_REQUEST_: Render every line of the items below as a Markdown table with two columns, Row for the row number and Line for the line itself, omitting blank lines.
***
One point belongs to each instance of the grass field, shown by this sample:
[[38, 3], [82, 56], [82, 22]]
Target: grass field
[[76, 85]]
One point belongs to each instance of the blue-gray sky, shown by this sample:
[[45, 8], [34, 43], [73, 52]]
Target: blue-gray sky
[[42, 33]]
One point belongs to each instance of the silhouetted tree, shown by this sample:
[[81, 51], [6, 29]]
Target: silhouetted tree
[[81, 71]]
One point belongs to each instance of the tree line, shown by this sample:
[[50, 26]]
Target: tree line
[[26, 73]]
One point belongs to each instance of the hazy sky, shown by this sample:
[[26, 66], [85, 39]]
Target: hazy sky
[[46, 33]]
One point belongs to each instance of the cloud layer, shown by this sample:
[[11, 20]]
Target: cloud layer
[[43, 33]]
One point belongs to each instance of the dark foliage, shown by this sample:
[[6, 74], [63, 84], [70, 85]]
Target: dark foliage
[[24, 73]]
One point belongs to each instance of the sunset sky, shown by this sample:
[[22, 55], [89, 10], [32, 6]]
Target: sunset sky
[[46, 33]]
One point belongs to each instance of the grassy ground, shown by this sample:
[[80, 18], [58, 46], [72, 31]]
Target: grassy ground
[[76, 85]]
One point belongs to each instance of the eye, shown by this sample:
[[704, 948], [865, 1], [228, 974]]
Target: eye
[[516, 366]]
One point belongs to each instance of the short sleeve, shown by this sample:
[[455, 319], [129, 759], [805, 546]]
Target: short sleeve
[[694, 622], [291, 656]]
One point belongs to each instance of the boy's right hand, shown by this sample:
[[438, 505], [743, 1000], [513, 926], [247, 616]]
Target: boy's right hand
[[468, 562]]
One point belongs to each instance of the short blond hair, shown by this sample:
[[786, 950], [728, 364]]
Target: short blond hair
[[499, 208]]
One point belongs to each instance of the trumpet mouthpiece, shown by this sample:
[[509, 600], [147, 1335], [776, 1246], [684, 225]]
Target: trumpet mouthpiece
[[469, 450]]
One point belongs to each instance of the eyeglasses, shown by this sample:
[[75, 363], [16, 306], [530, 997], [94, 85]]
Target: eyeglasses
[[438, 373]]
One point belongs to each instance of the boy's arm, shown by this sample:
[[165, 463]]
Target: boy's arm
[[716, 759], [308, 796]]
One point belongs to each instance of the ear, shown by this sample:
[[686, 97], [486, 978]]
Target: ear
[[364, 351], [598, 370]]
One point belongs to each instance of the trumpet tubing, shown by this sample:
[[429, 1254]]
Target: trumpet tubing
***
_FINISHED ANSWER_:
| Row | Line |
|---|---|
| 1 | One point belongs to each instance of the grass field, shown by this sample: |
| 2 | [[38, 3], [82, 56], [82, 22]] |
| 3 | Target: grass field |
| 4 | [[76, 85]] |
| 5 | One point belongs to each instance of the blue-gray sky, shown by this sample: |
| 6 | [[45, 8], [34, 43], [73, 52]] |
| 7 | Target: blue-gray sky |
| 8 | [[42, 33]] |
| 9 | One point belongs to each instance of the silhouetted tree, shown by this sample: |
| 10 | [[81, 51], [6, 29]] |
| 11 | Target: silhouetted tree |
| 12 | [[81, 71]] |
| 13 | One point belongs to each instance of the tree line, shown by this sample: |
| 14 | [[50, 26]] |
| 15 | Target: tree line |
| 16 | [[26, 73]] |
| 17 | One point belongs to each instance of the hazy sky, shown by this sample: |
| 18 | [[26, 66], [85, 39]] |
| 19 | Target: hazy sky |
| 20 | [[46, 33]] |
| 21 | One point belongs to each instance of the cloud layer, shown by this sample: |
| 22 | [[11, 20]] |
| 23 | Target: cloud layer |
| 24 | [[43, 33]] |
| 25 | One point belongs to each instance of the dark foliage, shown by this sample: |
| 26 | [[6, 74], [63, 84], [70, 85]] |
| 27 | Target: dark foliage |
| 28 | [[24, 73]] |
| 29 | One point belongs to each instance of the sunset sky, shown by this sample: |
| 30 | [[22, 55], [89, 10], [32, 6]] |
| 31 | Target: sunset sky |
| 32 | [[46, 33]] |
| 33 | One point belongs to each instance of the grassy ground, shown by this sample: |
| 34 | [[80, 18], [58, 46], [72, 31]] |
| 35 | Target: grassy ground |
| 36 | [[76, 85]] |
| 37 | One point belongs to each instance of the eye, shown by this sample: |
| 38 | [[704, 948], [865, 1], [228, 974]] |
| 39 | Target: eye |
| 40 | [[516, 366]] |
| 41 | One point belongs to each instance of the short sleeve, shown by this sample: |
| 42 | [[455, 319], [129, 759], [805, 546]] |
| 43 | Target: short sleeve |
| 44 | [[694, 622], [291, 656]] |
| 45 | One point belongs to each instance of the boy's right hand, shown by this sample: |
| 46 | [[438, 505], [743, 1000], [513, 926], [247, 616]] |
| 47 | Target: boy's right hand |
| 48 | [[468, 562]] |
| 49 | One point belongs to each instance of the short blond hair, shown by this sample: |
| 50 | [[786, 950], [728, 364]] |
| 51 | Target: short blond hair |
| 52 | [[499, 208]] |
| 53 | One point belongs to each instance of the trumpet mouthpiece, shown by this sample: |
| 54 | [[509, 600], [147, 1335], [776, 1246], [684, 225]] |
| 55 | Target: trumpet mouthpiece |
| 56 | [[469, 450]] |
| 57 | One point belongs to each instance of the eyeglasses, shown by this sample: |
| 58 | [[75, 363], [16, 306], [530, 997], [94, 85]] |
| 59 | Target: eyeglasses |
| 60 | [[438, 373]] |
| 61 | One point belongs to each instance of the boy's arm, shown by this sample: |
| 62 | [[165, 463]] |
| 63 | Target: boy's arm |
| 64 | [[716, 759], [308, 796]] |
| 65 | One point belongs to each instance of the ear, shown by this sample: |
| 66 | [[686, 97], [486, 978]] |
| 67 | Target: ear |
| 68 | [[364, 351], [598, 370]] |
| 69 | One point belongs to each instance of the trumpet tubing, shown by this sample: |
| 70 | [[429, 1254]] |
| 71 | Target: trumpet tubing |